* _Aim_: Starting at the line that contains "Reviewer note: verify one keypoint per instance of the long" and running through the end of the material, write those lines out again with "blonde" swapped for "golden" and nothing else changed.

Items listed in a dataset:
###

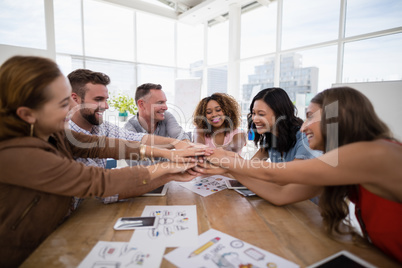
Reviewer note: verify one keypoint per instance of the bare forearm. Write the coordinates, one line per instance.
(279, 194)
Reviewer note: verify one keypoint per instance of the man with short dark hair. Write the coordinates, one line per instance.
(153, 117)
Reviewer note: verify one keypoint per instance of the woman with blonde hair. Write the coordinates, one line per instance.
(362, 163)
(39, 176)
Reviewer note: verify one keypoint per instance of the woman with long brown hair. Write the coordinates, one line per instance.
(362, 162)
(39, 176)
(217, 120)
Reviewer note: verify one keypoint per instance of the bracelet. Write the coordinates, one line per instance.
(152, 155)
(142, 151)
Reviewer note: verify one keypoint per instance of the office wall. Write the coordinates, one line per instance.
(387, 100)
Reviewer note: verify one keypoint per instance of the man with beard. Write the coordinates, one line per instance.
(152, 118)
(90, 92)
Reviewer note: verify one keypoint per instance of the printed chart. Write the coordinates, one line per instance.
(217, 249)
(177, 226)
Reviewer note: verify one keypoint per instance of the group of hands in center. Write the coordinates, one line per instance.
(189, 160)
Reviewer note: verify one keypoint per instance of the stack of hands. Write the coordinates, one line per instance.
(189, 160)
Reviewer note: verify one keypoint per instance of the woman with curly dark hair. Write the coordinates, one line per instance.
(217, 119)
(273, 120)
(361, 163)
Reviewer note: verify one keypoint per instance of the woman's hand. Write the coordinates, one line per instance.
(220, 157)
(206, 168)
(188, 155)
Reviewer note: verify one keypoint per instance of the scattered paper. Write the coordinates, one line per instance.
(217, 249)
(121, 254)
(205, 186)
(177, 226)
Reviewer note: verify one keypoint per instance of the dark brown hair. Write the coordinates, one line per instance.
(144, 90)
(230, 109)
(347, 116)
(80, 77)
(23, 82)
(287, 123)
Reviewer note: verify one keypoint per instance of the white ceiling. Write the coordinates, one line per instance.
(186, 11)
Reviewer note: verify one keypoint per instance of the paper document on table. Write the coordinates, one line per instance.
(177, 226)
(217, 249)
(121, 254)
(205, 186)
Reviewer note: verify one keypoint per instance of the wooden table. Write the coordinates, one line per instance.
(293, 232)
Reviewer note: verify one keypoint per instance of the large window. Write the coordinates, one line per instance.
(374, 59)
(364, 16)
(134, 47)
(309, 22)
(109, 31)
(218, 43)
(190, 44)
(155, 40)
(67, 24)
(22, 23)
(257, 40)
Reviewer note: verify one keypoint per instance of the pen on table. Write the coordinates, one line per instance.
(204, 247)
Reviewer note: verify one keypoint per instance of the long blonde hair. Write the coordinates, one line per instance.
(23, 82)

###

* _The reply_:
Reviewer note: verify one keypoint per instance of the long golden hair. Write the coordinates, one line per instance.
(23, 82)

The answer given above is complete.